What to work on:
1. Translate this sentence from the essay about the Australia Effect into Spanish: "My junior year of college was the most pivotal stretch of my education—and I spent none of it at my university."
2. Answer these questions using the essay about the Australia Effect:
(a) How many months does the writer say were spent in Australia?
(b) What three subjects did the writer study in Florence?
(c) On which two platforms is the Australia Effect named as a viral trend?
3. Pick up the essay about the Australia Effect after its final sentence and continue it.

Text excerpt:
The Australia Effect
What I Found — and Lost — Down Under
Do you too have that season of your life–that when you revisit it, feels less like a real memory and more like a deleted scene, a cut to a different character, a glimpse into a version of you that you do not recognize?
That is how I sometimes remember Australia. Four months in which I grew 10 years older, or so it felt. Somewhere between the sharp, early morning squawk of magpies and the silent sweep of fruit bats across a violet sky, I became someone new. Someone I had always wanted to be.
But it cost something.
NOTE: The “Australia Effect“ is a viral trend, particularly on TikTok and Instagram, describing the physical and lifestyle transformation that travelers and expats experience in Australia. Characterized by a shift toward a more “natural,” tanned, and relaxed appearance, it is driven by Australia’s laid-back, outdoor-focused culture, warm weather, and a “work-to-live” mentality.
My junior year of college was the most pivotal stretch of my education—and I spent none of it at my university.
I didn’t know what I wanted to do with my life. I didn’t know what I was good at. I didn’t know what I cared about deeply enough to suffer for. And I was certain I wouldn’t find those answers staying put.
So I left.
In Florence, Italy I studied wine, photography, and culture. I skipped off to overpriced cocktails in Ibiza, steins in Munich at Oktoberfest, and cliffside glasses of wine along the Amalfi Coast.
Those nights were some of the best of my life—laughter spilling into cobblestone streets, shenanigans that still make me smile.
But the mornings?
The mornings were brutal.
Hangovers that kept me horizontal until mid-afternoon three days a week. Headaches that pulsed behind my eyes. Nausea triggered by the faintest whiff of cigarette smoke—ironic, considering it was a habit I had adopted. Every few weeks, a new illness. Already skinny, I became skeletal.

Collected material:
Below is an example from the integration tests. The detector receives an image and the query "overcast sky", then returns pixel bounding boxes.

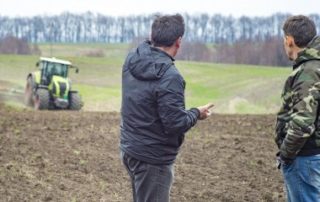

Responses by item number:
1. Mi tercer año de universidad fue la etapa más decisiva de mi formación, y no pasé ni un momento de él en mi universidad.

2.
(a) Four months.
(b) Wine, photography, and culture.
(c) TikTok and Instagram.

3.
The weekend highs magnified the weekday lows. Adventure intensified the monotony. I was vibrant 25% of the time—and barely functioning the other 75%.
I had some incredible times studying in Europe. I skydived with my cousin in Spain. Skied with my dad and brother in Switzerland. Explored Sicily on a class trip. But the space in between—I was living recklessly, and abusing myself in the process.
I knew it couldn’t continue.
Determined not to let the adventuring end—and still not having found what I was searching for—I enrolled in another semester abroad, against my career advisor’s advice, as I was already barely on track to earn enough Economics credits before graduation.
But I decided that next semester, in the land down under, I would flip the script.
During the two weeks I had home for Christmas, I stood in my bathroom staring at my bony reflection through fogged glass—and made a vow.
No alcohol.
Gym every day.
Read.
Meditate.
Live the exact opposite of how I had lived in Europe.
My theory was simple, almost arrogant: if I could test both extremes, I would find the middle. I would conduct the experiment of my own life, gather the data, and emerge wise beyond my years.
The beginning was lonely.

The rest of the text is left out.